Prompt 1 -
In the passage on health insurance lobbying, what year does the industry's real trouble begin?
Prompt 2 -
Continue the passage on health insurance lobbying from the point where it stops.

Excerpt -
The Examiner’s Tim Carney had a fine op-ed last week warning conservatives not to trust health insurance companies on health care:

Insurance companies lobby for big-government regulations, subsidies, mandates, and tax-code distortions that funnel them money, keep out competition, and stultify innovation. These policies preserve the employer-based health-care system that mocks the idea of free-market competition. Then they cry “unfair competition” when government threatens to encroach on their government-protected monopolies.

But they’re not just lobbying against a government option. Today, health insurers are lobbying to force you and me to buy their product or face a tax hike (the individual mandate). They are lobbying to force entrepreneurs to buy insurance for employees (the employer mandate). They are lobbying for more subsidies paid for by us taxpayers. In short, they are lobbying against regular people and against the free market.

Carney is dead on. As we have noted before, in many ways Obamcare is just another bailout of a politically connected but struggling industry. The Los Angeles Times reported earlier this year:

The industry’s real trouble begins in 2011, when 79 million baby boomers begin turning 65. Health insurers stand to lose a huge slice of their commercially insured enrollment (estimated at 162 million to 172 million people) over the next two decades to Medicare, the government-funded health insurance program for seniors.

Data excerpts -
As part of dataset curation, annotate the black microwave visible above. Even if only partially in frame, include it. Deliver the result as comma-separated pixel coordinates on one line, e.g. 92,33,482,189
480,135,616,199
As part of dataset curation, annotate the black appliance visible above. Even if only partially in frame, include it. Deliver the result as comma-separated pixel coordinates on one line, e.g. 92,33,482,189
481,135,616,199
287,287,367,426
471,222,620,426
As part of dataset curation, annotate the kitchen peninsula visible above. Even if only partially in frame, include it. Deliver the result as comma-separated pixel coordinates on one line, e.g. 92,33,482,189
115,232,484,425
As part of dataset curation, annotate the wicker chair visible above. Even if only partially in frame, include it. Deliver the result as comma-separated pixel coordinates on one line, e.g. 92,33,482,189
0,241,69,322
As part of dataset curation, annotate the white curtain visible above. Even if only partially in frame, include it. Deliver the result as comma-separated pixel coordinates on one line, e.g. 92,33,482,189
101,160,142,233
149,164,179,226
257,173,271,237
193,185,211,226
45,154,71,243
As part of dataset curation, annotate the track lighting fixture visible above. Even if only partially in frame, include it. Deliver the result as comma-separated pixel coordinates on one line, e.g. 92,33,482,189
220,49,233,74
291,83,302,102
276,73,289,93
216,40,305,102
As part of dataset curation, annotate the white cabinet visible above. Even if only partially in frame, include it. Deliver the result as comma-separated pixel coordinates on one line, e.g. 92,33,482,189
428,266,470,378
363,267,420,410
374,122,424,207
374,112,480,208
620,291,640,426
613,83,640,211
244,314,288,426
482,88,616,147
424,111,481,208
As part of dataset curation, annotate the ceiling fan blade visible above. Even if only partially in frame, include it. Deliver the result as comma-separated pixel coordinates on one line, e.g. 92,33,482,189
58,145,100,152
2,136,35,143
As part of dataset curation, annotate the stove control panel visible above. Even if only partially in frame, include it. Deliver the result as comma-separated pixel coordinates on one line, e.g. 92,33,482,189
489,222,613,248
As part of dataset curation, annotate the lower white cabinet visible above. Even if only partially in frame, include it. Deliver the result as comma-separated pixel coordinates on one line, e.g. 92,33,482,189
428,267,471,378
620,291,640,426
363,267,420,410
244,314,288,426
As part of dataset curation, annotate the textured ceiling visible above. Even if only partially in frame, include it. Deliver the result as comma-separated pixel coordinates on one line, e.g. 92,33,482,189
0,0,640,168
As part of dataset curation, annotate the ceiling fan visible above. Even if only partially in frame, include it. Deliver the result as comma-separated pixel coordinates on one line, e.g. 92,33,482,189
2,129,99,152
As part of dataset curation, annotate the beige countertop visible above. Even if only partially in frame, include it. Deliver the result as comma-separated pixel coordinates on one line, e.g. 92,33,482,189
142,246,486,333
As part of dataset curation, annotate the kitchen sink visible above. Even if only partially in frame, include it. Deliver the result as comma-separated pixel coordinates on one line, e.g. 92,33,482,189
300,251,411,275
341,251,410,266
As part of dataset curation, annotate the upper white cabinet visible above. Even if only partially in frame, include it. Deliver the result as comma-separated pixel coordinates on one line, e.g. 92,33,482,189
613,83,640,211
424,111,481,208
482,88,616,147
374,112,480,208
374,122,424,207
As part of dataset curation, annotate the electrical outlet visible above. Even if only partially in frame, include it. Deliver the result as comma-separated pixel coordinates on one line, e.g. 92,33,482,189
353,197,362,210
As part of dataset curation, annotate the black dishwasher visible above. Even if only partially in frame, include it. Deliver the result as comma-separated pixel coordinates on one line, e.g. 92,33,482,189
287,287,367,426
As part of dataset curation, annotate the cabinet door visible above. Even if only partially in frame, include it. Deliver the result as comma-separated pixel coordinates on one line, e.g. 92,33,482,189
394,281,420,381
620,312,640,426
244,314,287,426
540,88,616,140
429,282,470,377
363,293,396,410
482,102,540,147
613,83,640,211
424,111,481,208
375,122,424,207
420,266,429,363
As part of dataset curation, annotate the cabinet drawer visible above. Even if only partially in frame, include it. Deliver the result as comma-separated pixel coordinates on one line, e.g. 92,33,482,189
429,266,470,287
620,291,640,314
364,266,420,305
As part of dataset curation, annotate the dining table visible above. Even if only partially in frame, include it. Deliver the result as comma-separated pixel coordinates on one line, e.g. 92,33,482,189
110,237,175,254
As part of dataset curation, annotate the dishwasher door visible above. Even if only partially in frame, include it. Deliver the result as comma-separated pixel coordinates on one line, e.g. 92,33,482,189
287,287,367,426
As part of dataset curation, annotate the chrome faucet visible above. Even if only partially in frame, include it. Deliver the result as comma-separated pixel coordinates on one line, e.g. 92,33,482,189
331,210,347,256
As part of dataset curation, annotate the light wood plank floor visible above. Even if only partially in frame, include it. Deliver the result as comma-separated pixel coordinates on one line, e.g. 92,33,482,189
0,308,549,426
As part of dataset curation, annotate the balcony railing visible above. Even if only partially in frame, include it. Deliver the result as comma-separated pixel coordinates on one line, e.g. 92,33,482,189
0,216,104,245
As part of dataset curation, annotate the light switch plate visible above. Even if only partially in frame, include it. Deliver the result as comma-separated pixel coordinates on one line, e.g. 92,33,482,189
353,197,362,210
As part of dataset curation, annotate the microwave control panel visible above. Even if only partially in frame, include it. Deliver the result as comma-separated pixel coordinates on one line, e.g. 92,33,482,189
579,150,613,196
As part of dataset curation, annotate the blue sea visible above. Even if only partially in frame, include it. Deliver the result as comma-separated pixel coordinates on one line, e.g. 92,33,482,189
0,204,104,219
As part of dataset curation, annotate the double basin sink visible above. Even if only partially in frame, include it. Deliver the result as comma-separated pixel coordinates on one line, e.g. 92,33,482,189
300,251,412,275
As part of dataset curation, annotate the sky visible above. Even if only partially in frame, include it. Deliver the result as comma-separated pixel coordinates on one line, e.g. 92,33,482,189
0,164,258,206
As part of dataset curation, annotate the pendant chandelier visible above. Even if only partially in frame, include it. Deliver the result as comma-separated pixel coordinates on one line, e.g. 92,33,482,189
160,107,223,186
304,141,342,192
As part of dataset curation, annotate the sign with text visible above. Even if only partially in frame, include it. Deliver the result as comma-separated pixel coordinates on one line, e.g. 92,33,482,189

Reply 1 -
2011, when 79 million baby boomers begin turning 65.

Reply 2 -
“The rate of aging far and away exceeds the birth rate,” said Sheryl Skolnick, a CRT Capital Group healthcare investment analyst.

Columbia University Mailman School of Public Health, Health Policy and Management Department Chair Sherry Glied explained what is really going on in New England Journal of Medicine:

The relative invisibility of the mandate ’tax’ may make it easier for special interests to achieve their goals. The mandate, then, would become a means through which special interests use government to force transfers of funds from consumers to the health care sector.

If we as a nation are already spending too much money on health care, then why is the government forcing Americans to spend even more?